:: Dokument ::
★ ★ ★ ★
Społeczeństwo musiało przejść przez proces edukacji, zarówno prawnej, jak i technicznej. Pierwsze próby ochrony można chyba uznać za nieco chybione, jak w przypadku złożonego w trybie wyborczym wniosku posłanki Renaty Beger przeciwko Lechowi Kaczyńskiemu. Widząc pod domeną beger.pl serwis "reklamujący" politycznego konkurenta uznała, że ten właśnie konkurent jest animatorem nieuprawnionego korzystania z domeny zawierającej jej nazwisko. Jednak było inaczej. Oddalając wniosek Sąd Okręgowy w Pile uznał, że przekierowywanie z internetowej strony www.beger.pl na www.lechkaczynski.pl było "dowcipem", którego ofiarami w równym stopniu padły obie strony (por. Postanowienie sądu okręgowego w sprawie domeny beger.pl). Przed nami kolejne kampanie wyborcze, a wraz z nimi będzie można skorzystać ze specjalnego, przyśpieszonego trybu wyborczego, w którym będzie można dochodzić ochrony zagrożonych lub naruszanych dóbr osobistych. Wiadomo, że niektórzy co bardziej przedsiębiorczy "inwestorzy domenowi" postanowili zabezpieczyć dla siebie nazwiska radnych, którzy - wiele na to wskazuje - będą ubiegali się o reelekcję.

Pytanie zaś brzmi - kogo będą pozywali chcący chronić swoje dobra osobiste? Pisma kierowane do NASK spotkają się najprawdopodobniej z odpowiedzią, której NASK już udzielał w przeszłości: "NASK nie zajmuje się oceną naruszenia praw osób trzecich w wyniku rejestracji nazwy domeny". NASK ma jednak możliwość wpływania na widoczność utrzymywanych na swoich serwerach domen, podobnie, jak na widoczność "linków sponsorowanych" ma wpływ Google. Po wyroku Trybunału Sprawiedliwości z 23 marca 2010 r. w połączonych sprawach od C-236/08 do C-238/08 wiemy, że operator "wyszukiwarki" może ponosić odpowiedzialność za takie "linki", ponieważ - jak uznał Trybunał Sprawiedliwości - artykuł 14 dyrektywy 2000/31/WE (dyrektywy o handlu elektronicznym), należy interpretować w ten sposób, że "ustanowiona w nim zasada ma zastosowanie do podmiotu świadczącego usługę odsyłania w Internecie, jeżeli przy świadczeniu swych usług usługodawca ten nie odgrywa czynnej roli, która mogłaby sprawić, że będzie on posiadał wiedzę o przechowywanych informacjach lub miał nad nimi kontrolę" (por. Można zakazać operatorowi wyszukiwarki reklamy według słowa kluczowego). O ile zatem operator taki nie wie o bezprawnych charakterze przechowywanych przez siebie danych – nie będzie ponosił odpowiedzialności, jednak jeśli ktoś się zwróci do takiego operatora z informacją o bezprawnym charakterze danych – wówczas klauzula braku odpowiedzialności przestaje działać.
★ ★ ★ ★
[Wpisy zapisane w kolekcji]
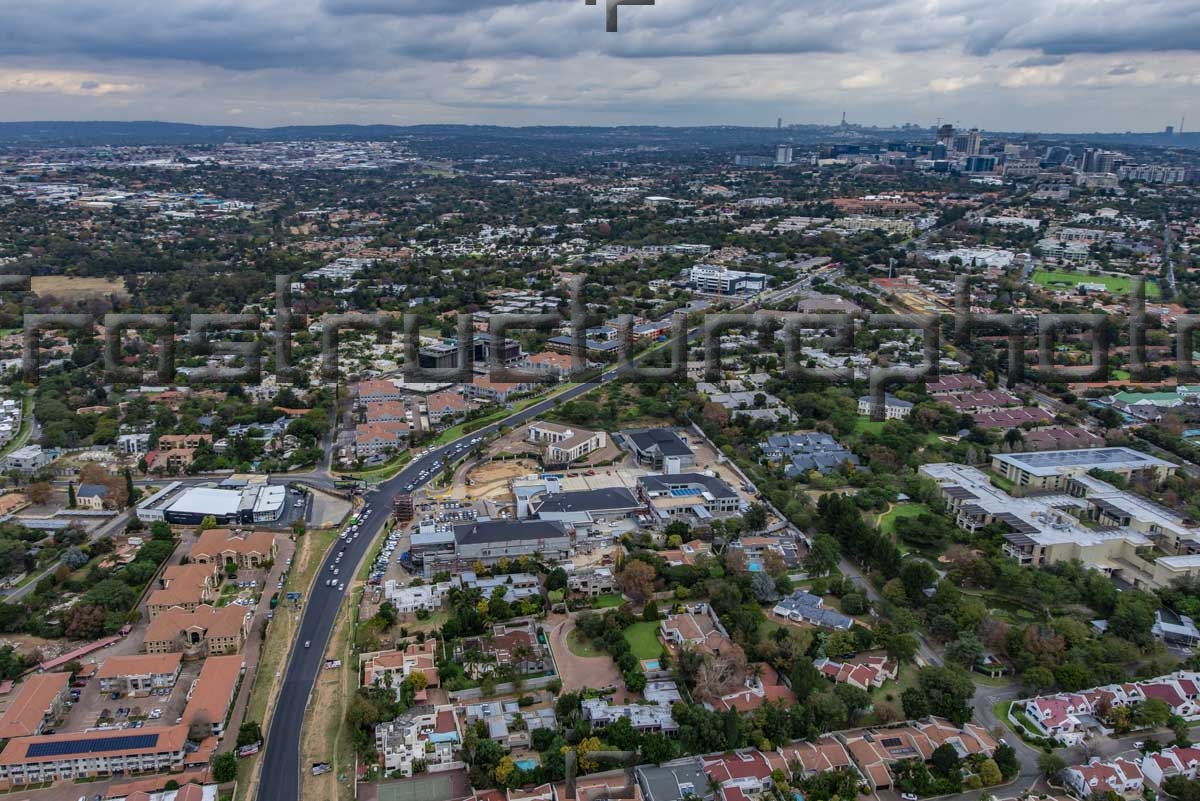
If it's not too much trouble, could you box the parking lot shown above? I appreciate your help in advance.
[60,661,204,731]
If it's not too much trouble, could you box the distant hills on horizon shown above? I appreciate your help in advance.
[0,121,1200,150]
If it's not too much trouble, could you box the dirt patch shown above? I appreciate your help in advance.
[467,459,539,500]
[546,615,632,704]
[30,276,128,299]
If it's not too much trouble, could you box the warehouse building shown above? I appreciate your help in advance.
[137,481,287,525]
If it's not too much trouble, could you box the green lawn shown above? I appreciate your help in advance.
[854,416,887,434]
[625,622,662,660]
[1033,270,1160,297]
[566,628,604,658]
[878,504,929,535]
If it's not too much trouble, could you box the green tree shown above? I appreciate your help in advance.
[212,751,238,784]
[979,759,1004,787]
[1038,752,1067,778]
[992,745,1021,778]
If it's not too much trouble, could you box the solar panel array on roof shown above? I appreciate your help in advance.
[25,734,158,758]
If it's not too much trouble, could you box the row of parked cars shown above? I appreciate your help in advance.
[371,531,400,583]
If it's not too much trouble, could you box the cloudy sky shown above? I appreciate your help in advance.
[0,0,1200,131]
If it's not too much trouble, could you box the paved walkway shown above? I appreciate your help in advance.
[217,537,295,752]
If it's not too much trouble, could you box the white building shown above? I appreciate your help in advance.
[689,264,767,295]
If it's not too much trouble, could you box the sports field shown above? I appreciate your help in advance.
[1033,270,1159,297]
[378,773,457,801]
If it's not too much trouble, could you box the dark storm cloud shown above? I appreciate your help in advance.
[320,0,530,17]
[0,0,1200,72]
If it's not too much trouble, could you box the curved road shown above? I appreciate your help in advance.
[258,276,812,801]
[258,366,638,801]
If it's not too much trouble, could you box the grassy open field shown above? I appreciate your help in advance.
[30,276,128,297]
[878,504,929,534]
[1033,270,1159,297]
[566,628,604,660]
[625,622,662,660]
[854,415,886,434]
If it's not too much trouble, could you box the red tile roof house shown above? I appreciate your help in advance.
[1141,746,1200,785]
[704,661,796,712]
[1062,757,1145,799]
[1025,694,1092,746]
[840,717,997,790]
[767,736,853,776]
[704,751,774,801]
[812,656,896,692]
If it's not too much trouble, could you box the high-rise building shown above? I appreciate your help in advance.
[966,156,996,173]
[964,128,983,156]
[1092,152,1117,173]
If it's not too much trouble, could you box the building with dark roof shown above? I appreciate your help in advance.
[412,519,575,577]
[637,472,745,520]
[529,487,646,525]
[760,432,860,478]
[622,428,696,470]
[0,724,187,787]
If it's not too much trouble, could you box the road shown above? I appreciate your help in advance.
[258,266,955,801]
[258,277,808,801]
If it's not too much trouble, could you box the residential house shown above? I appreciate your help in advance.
[1140,746,1200,787]
[455,620,550,679]
[772,590,854,631]
[858,393,912,420]
[526,421,608,465]
[142,604,253,657]
[812,656,898,692]
[0,673,71,740]
[1062,757,1145,799]
[360,637,442,691]
[191,529,278,568]
[376,706,463,776]
[76,484,108,511]
[566,567,617,598]
[146,561,221,620]
[95,652,182,695]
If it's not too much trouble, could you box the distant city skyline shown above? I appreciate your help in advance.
[0,0,1200,133]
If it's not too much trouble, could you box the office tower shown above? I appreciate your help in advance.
[965,128,983,156]
[937,124,954,150]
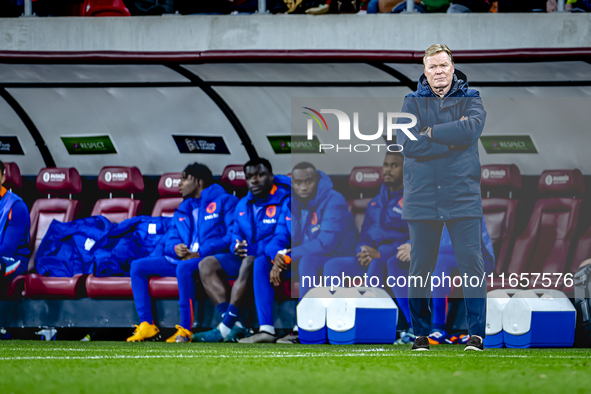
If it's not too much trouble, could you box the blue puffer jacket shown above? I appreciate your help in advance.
[357,184,410,257]
[229,175,291,256]
[165,184,238,264]
[265,198,292,261]
[439,221,495,273]
[280,171,359,261]
[397,70,486,220]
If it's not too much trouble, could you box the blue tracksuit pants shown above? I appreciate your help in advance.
[130,257,202,330]
[408,218,486,338]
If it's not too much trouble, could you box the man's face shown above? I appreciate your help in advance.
[179,172,199,198]
[424,52,454,89]
[382,155,404,188]
[291,168,318,200]
[244,164,273,198]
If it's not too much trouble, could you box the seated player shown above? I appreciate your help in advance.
[193,158,291,342]
[428,221,495,345]
[0,161,31,288]
[324,152,414,343]
[127,163,238,342]
[240,162,358,343]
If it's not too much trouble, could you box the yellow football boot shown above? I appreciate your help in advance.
[166,325,193,343]
[127,321,160,342]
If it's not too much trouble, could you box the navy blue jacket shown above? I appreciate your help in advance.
[267,171,358,261]
[357,183,410,258]
[0,187,31,260]
[165,184,238,264]
[230,175,291,256]
[397,70,486,220]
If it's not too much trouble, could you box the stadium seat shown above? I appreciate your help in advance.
[347,166,384,231]
[68,0,131,16]
[507,169,585,288]
[562,228,591,295]
[25,274,86,299]
[91,167,144,223]
[3,163,23,190]
[481,164,521,274]
[221,164,248,198]
[86,274,133,300]
[152,172,183,217]
[29,168,82,268]
[148,276,179,299]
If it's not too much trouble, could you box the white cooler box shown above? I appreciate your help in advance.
[297,287,335,345]
[483,289,522,348]
[326,287,398,345]
[503,289,577,348]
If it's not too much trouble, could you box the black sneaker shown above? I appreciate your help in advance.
[411,337,430,350]
[464,335,484,352]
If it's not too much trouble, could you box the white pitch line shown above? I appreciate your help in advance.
[0,352,589,361]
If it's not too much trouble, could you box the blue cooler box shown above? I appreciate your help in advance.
[503,289,577,348]
[326,287,398,345]
[297,287,336,345]
[483,289,522,348]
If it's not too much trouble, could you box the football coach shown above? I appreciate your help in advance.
[397,44,486,350]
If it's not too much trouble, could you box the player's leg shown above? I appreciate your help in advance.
[429,254,458,345]
[446,218,486,350]
[166,258,203,342]
[408,220,443,350]
[127,257,176,342]
[192,253,247,342]
[385,256,415,345]
[239,256,276,343]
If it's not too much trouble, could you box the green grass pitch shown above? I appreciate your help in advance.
[0,341,591,394]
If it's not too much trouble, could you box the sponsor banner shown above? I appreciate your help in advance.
[267,135,324,155]
[172,135,230,155]
[480,135,538,155]
[0,135,25,155]
[61,135,117,155]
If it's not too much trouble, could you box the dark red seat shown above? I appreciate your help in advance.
★ ★ ★ ★
:: Polecenia ::
A – Streść tekst w dwóch zdaniach.
B – Oceń, proszę, czy poniższe stwierdzenia zgadzają się z tekstem, odpowiadając „tak” lub „nie” i przytaczając rozstrzygające słowa tekstu: (i) Sąd Okręgowy w Pile uwzględnił wniosek Renaty Beger. (ii) NASK może wpływać na widoczność domen utrzymywanych na swoich serwerach. (iii) Artykuł 14, o którym mowa w tekście, pochodzi z dyrektywy o ochronie danych osobowych.
Wpisy stanowią materiał odrębny od tekstu.

:: Rozwiązania ::
A – Pierwsze próby ochrony nazwisk w domenach bywały chybione, jak wniosek posłanki Renaty Beger przeciwko Lechowi Kaczyńskiemu, który Sąd Okręgowy w Pile oddalił, uznając przekierowanie z www.beger.pl na www.lechkaczynski.pl za „dowcip”, którego ofiarami padły obie strony. Przed kolejnymi kampaniami wyborczymi pojawia się pytanie, kogo pozywać, skoro NASK nie zajmuje się oceną naruszenia praw osób trzecich, a operator wyszukiwarki może według wyroku Trybunału Sprawiedliwości z 23 marca 2010 r. ponosić odpowiedzialność za „linki sponsorowane”, przy czym klauzula braku odpowiedzialności przestaje działać, gdy ktoś poinformuje go o bezprawnym charakterze danych.

B –
(i) Nie: „Oddalając wniosek Sąd Okręgowy w Pile uznał”.
(ii) Tak: „NASK ma jednak możliwość wpływania na widoczność utrzymywanych na swoich serwerach domen”.
(iii) Nie: „artykuł 14 dyrektywy 2000/31/WE (dyrektywy o handlu elektronicznym)”.